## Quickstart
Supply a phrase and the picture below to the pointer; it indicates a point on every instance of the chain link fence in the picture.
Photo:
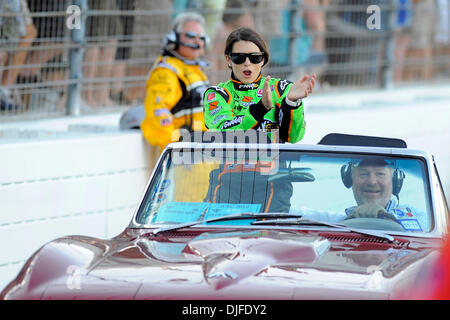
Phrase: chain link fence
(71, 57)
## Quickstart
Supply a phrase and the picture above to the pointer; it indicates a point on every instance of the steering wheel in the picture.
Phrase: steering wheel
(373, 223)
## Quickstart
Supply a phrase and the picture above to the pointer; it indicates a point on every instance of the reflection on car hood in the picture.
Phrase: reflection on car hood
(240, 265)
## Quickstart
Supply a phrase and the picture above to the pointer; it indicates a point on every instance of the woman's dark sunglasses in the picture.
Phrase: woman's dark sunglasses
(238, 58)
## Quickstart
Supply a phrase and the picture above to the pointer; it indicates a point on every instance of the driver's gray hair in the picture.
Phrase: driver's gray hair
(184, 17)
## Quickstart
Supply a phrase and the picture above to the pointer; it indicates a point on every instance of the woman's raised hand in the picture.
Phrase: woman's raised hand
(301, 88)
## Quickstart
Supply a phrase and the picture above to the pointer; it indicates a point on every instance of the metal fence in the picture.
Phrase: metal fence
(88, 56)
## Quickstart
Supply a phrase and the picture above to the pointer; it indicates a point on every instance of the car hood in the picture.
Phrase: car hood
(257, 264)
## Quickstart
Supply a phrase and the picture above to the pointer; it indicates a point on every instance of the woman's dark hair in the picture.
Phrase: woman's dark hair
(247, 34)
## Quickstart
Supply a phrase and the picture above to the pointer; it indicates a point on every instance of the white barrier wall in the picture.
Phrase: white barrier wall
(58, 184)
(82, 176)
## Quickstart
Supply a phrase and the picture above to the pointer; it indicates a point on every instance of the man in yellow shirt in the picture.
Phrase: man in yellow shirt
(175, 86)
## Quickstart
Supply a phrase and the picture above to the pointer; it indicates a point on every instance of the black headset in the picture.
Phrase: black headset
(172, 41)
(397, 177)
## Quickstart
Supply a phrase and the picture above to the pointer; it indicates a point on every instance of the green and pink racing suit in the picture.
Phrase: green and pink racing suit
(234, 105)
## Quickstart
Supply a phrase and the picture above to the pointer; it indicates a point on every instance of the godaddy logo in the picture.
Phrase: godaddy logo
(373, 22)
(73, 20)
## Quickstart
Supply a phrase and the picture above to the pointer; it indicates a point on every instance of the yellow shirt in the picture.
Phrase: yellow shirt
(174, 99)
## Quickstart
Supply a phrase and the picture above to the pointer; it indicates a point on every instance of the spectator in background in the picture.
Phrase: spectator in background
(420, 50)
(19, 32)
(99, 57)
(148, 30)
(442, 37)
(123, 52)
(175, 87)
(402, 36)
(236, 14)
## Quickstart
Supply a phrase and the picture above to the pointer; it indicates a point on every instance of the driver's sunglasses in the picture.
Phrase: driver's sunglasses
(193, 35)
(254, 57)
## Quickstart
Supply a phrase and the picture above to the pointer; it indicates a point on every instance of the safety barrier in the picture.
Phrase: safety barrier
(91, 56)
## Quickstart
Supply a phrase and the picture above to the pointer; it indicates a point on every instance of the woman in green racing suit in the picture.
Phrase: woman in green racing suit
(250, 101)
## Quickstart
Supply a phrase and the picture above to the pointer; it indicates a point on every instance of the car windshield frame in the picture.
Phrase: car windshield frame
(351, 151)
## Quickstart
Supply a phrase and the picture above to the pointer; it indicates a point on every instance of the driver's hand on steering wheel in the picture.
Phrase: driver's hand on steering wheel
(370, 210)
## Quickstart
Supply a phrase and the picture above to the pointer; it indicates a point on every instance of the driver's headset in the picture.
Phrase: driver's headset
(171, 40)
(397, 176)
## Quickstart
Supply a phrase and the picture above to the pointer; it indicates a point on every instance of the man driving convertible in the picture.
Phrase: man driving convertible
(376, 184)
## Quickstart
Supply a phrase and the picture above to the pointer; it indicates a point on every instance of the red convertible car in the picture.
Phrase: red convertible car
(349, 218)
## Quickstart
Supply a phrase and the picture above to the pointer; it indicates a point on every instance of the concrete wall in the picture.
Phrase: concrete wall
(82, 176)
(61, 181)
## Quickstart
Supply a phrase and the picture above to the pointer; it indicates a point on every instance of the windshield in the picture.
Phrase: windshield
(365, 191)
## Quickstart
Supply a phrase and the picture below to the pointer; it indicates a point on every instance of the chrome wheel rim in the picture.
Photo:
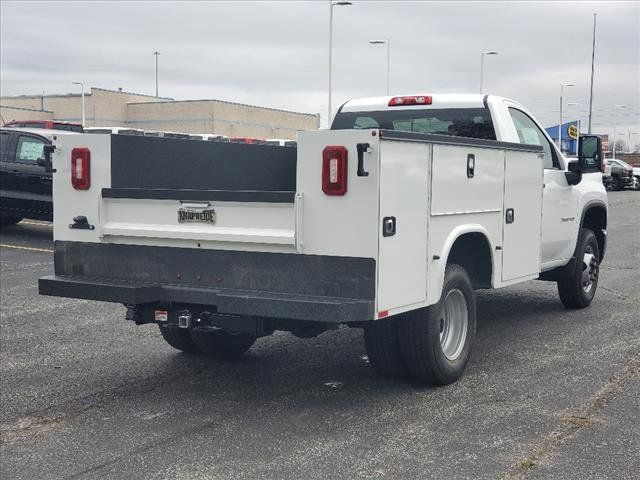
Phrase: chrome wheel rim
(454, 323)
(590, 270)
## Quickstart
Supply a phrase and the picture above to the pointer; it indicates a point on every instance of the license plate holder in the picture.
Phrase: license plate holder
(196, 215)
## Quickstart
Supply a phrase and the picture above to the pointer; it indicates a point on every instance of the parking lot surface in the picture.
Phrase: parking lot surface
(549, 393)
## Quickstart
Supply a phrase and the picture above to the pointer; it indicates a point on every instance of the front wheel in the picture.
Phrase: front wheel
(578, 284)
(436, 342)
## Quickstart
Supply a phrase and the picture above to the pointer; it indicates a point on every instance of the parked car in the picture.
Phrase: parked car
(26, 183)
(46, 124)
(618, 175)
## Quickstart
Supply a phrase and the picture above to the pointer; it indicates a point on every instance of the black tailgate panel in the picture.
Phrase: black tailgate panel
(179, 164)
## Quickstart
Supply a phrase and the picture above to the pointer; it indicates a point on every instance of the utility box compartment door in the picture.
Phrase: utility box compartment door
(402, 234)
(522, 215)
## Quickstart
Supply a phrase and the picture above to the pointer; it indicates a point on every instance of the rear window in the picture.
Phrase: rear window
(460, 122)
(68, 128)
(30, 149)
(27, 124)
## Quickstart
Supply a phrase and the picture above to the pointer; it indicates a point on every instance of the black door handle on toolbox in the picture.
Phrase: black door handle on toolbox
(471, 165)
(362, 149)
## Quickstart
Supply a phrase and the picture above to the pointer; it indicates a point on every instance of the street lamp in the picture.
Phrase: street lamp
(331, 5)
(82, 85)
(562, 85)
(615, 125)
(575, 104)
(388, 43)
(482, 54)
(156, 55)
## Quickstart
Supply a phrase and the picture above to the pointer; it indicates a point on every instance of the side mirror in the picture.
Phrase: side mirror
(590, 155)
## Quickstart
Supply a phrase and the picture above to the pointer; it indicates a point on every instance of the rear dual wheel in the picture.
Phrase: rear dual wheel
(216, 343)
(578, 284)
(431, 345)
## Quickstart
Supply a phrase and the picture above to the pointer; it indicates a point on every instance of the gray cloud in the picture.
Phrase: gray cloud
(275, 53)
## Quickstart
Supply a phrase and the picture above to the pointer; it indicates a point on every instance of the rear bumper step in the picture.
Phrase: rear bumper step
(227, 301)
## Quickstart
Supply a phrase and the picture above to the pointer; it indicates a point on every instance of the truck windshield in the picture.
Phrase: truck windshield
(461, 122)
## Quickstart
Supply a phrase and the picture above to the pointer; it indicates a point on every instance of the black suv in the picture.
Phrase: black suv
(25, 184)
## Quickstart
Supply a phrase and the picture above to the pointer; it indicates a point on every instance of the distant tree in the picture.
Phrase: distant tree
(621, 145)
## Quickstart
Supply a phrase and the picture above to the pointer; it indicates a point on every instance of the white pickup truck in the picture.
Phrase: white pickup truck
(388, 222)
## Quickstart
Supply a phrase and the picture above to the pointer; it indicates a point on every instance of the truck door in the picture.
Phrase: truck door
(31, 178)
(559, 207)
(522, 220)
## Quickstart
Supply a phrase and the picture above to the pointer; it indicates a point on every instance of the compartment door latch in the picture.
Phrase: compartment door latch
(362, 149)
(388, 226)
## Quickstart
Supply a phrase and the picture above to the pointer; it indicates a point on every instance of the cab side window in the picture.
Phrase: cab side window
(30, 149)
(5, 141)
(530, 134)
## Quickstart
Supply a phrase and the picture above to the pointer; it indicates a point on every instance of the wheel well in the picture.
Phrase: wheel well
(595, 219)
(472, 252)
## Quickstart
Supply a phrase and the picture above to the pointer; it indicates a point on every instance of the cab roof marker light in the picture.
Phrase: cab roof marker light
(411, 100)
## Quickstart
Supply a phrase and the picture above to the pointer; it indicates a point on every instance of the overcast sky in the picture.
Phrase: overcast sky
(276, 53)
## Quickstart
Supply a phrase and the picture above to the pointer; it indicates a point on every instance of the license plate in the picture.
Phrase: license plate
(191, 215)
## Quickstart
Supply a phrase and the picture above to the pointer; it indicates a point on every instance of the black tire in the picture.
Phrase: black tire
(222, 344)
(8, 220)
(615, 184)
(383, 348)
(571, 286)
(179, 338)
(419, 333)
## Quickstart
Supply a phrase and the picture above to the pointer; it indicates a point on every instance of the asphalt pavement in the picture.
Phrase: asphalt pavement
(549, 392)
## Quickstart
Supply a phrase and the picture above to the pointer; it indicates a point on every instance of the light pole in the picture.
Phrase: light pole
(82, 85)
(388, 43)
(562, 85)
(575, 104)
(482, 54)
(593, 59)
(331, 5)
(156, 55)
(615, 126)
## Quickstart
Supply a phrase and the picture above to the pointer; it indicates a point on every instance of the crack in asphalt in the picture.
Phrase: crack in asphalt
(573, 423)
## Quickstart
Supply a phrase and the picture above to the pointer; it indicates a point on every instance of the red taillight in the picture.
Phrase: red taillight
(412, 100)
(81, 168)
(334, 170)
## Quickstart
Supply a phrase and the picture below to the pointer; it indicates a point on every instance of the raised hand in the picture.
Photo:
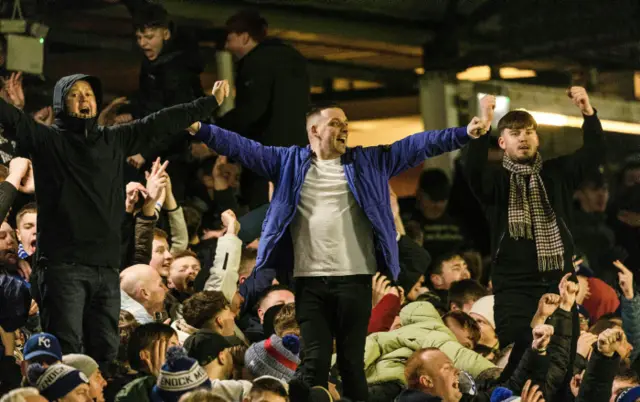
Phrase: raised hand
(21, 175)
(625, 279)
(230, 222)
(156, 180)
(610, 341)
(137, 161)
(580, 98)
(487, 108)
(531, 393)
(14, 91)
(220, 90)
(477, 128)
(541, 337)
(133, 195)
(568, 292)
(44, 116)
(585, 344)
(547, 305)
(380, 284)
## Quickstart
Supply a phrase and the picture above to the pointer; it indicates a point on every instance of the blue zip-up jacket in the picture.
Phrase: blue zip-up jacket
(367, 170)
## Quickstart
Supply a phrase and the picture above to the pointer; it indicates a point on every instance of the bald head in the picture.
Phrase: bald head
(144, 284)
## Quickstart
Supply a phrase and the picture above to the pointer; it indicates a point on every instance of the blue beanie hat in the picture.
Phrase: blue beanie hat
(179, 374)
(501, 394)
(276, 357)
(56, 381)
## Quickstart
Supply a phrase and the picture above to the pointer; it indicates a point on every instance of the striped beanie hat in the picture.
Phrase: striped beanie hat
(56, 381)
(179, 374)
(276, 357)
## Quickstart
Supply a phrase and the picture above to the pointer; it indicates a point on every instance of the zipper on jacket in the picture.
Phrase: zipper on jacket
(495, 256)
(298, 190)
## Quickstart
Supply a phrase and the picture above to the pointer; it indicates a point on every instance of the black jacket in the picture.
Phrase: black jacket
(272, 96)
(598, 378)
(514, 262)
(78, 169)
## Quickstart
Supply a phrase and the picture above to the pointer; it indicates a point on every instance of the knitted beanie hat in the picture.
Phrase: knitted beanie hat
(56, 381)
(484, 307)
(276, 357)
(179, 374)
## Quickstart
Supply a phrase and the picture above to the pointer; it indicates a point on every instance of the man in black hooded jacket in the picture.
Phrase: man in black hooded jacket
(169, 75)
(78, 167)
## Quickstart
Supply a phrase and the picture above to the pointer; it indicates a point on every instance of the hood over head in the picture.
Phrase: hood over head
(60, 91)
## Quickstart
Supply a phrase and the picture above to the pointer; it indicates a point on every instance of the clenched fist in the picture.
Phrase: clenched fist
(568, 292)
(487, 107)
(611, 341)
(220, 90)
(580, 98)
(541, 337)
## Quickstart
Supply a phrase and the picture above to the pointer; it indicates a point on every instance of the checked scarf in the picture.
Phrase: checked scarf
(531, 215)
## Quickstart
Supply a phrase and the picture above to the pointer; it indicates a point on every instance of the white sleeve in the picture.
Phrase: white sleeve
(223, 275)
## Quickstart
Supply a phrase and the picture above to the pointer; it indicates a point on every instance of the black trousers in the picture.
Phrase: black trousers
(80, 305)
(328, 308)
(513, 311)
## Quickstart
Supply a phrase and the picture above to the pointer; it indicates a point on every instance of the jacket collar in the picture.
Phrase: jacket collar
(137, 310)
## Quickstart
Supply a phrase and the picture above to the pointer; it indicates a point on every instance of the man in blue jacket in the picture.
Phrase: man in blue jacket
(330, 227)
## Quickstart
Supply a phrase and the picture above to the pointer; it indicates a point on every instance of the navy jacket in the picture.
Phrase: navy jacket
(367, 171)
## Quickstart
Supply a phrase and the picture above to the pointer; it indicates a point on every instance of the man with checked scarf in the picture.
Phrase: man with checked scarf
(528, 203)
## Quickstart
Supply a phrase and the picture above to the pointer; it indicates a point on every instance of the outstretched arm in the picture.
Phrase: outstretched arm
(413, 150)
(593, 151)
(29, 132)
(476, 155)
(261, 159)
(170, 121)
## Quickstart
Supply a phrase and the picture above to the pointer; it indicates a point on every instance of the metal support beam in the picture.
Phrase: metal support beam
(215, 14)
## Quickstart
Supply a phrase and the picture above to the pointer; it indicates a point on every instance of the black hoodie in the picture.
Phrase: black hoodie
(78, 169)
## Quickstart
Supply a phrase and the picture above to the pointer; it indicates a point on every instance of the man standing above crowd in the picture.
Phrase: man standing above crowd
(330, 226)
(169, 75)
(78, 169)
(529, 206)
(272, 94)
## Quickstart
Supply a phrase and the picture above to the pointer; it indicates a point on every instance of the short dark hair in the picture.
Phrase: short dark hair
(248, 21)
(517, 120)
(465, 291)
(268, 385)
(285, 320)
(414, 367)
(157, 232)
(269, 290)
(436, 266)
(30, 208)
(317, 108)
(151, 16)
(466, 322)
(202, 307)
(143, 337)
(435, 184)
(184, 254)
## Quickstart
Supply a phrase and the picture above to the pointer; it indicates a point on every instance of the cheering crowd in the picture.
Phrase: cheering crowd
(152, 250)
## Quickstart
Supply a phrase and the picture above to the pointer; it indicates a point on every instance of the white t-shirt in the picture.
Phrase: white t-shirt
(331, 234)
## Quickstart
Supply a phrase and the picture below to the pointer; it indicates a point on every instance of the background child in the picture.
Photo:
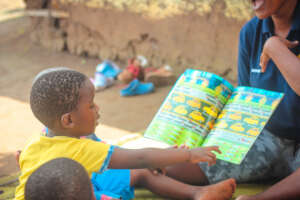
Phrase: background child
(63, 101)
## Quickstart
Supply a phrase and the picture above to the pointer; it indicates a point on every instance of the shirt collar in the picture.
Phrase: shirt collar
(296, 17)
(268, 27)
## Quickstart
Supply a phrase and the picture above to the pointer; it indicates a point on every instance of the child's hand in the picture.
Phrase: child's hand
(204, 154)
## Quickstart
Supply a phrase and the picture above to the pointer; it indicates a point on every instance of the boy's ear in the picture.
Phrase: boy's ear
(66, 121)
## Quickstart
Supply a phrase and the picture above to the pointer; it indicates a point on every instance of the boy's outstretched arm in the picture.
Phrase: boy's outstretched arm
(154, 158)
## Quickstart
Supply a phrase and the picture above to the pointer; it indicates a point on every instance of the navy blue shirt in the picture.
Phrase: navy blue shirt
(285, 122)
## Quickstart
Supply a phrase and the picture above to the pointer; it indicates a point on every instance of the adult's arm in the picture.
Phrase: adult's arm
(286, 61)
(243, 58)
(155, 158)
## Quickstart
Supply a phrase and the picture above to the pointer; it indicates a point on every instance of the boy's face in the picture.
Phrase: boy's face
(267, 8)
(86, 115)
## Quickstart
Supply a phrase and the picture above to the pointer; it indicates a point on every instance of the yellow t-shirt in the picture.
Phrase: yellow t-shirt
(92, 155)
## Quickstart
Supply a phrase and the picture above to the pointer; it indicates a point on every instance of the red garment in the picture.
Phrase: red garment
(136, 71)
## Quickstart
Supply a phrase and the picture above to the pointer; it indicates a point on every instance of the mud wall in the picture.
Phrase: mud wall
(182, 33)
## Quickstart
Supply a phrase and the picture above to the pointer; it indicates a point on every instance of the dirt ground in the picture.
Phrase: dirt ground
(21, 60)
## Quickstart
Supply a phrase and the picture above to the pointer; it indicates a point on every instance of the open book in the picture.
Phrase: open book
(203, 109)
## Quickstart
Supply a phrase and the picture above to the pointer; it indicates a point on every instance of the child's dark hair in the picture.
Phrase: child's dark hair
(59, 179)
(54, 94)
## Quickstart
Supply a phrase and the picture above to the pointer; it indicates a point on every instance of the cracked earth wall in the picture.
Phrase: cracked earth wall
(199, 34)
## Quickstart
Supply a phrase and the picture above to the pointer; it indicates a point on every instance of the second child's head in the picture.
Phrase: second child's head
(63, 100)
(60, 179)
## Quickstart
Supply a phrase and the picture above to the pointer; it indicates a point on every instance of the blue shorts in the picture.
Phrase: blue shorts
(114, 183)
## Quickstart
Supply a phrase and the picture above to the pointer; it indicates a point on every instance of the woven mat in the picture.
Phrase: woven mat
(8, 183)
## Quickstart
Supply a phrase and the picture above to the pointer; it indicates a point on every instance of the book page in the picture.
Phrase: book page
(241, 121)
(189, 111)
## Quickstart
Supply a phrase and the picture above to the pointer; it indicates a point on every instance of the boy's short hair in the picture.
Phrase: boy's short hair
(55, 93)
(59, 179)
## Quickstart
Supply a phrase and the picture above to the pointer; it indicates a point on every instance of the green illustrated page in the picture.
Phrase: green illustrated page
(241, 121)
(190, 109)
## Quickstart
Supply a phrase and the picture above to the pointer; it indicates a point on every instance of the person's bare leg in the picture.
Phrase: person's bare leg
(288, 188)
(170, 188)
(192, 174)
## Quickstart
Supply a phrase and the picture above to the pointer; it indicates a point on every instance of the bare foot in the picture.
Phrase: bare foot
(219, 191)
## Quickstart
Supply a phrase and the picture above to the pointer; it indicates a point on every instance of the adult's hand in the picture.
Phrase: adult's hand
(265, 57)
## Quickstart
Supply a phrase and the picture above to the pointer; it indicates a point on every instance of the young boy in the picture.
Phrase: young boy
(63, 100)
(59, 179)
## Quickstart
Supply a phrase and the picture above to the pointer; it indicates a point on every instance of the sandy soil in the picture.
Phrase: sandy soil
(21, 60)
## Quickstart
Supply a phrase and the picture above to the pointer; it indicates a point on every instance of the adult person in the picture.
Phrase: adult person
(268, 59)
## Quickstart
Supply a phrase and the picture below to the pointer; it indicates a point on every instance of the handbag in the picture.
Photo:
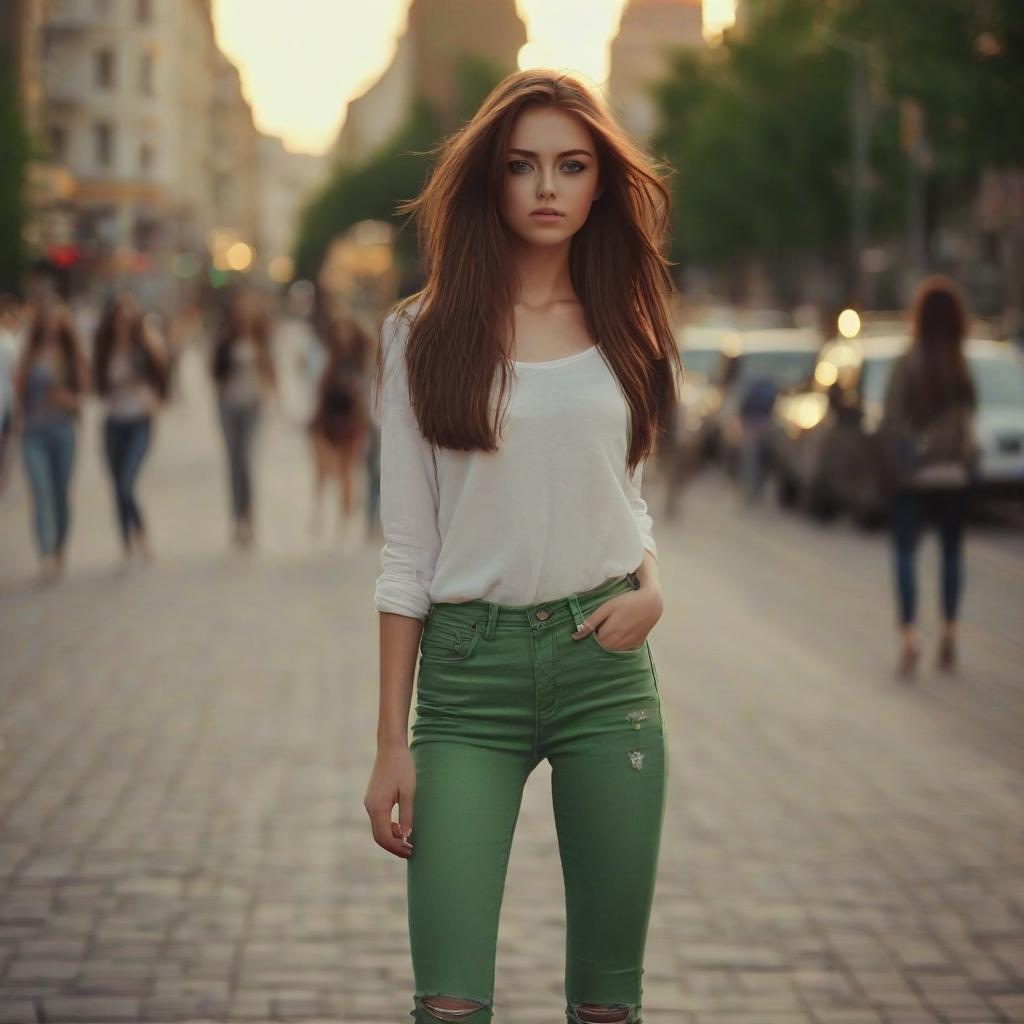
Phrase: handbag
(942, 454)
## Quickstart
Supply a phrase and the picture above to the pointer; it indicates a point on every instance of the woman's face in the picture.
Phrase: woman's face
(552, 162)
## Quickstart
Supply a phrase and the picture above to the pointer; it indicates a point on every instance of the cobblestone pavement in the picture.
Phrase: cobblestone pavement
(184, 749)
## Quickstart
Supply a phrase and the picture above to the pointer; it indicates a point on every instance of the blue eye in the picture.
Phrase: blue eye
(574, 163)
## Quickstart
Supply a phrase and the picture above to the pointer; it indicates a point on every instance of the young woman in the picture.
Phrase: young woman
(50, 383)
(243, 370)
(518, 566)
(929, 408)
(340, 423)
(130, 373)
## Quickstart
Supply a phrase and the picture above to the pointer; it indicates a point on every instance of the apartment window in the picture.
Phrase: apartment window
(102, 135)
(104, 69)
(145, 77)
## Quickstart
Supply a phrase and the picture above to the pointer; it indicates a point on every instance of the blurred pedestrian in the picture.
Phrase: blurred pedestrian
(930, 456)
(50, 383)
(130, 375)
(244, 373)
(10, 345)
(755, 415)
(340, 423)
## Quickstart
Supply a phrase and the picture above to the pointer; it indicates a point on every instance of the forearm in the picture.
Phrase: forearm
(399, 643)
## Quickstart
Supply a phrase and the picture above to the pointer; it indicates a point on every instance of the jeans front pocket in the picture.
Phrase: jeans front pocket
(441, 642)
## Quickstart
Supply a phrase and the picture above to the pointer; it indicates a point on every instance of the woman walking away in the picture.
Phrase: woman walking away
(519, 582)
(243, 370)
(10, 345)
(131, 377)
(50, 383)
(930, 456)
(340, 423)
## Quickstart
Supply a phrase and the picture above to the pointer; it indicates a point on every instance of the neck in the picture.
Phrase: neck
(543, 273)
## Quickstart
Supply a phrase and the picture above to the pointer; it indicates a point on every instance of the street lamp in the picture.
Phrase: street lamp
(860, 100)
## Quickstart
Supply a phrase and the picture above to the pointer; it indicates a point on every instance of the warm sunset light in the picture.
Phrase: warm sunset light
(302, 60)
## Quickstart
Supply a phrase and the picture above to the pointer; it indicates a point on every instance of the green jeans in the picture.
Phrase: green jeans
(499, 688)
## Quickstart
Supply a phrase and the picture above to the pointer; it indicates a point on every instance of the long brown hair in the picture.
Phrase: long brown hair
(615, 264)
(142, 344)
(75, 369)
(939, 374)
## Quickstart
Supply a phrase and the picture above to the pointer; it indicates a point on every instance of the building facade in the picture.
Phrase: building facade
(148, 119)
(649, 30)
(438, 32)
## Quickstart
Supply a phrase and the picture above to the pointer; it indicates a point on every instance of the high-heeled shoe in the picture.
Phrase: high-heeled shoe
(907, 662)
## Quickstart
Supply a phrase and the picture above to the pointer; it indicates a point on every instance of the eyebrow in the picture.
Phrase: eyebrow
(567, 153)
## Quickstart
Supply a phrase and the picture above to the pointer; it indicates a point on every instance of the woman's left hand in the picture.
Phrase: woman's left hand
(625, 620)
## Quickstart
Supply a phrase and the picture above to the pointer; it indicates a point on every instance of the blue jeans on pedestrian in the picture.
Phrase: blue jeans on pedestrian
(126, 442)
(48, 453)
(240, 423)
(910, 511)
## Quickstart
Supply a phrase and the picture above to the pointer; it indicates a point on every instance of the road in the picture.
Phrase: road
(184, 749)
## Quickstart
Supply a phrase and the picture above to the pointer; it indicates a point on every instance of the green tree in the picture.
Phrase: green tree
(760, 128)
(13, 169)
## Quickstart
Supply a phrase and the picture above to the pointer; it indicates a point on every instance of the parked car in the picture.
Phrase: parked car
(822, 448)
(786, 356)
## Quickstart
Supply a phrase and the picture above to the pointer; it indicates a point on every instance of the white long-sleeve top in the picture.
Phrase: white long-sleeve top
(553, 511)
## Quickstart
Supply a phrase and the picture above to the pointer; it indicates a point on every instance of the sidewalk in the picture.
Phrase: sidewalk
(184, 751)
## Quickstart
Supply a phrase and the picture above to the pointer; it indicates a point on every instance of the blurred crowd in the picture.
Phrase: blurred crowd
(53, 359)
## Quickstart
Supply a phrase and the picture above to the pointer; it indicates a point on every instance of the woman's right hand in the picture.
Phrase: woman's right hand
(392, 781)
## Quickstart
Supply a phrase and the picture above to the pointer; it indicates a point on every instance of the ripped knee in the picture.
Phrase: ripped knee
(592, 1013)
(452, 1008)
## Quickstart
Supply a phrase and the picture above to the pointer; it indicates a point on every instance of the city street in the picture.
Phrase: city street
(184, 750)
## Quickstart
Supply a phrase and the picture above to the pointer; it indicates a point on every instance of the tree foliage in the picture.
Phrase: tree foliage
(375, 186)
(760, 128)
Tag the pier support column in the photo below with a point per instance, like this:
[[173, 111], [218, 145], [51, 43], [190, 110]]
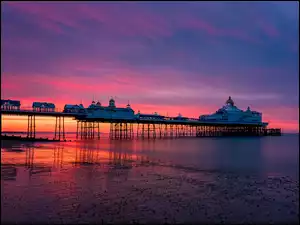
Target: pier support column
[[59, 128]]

• _Work to be completed_: Using only the entries above, output the line with "frame in the picture.", the line with "driver's headset in the picture.", and all lines between them, exactly as they stand.

• _Answer to the exercise_:
Supply a phrase and the picture above to the pointer; it indicates a point on every instance of the car windshield frame in the picture.
Phrase: car windshield frame
(351, 151)
## Quickstart
Supply a phrase and the picture above to the pointer; it indicates a point on every instance of the driver's hand on steering wheel in the picture.
Phrase: driver's hand on steering wheel
(370, 210)
## Quickstart
Supply a phrase and the picture above to the pointer; it indicates a point on every instance of the driver's headset in the picture.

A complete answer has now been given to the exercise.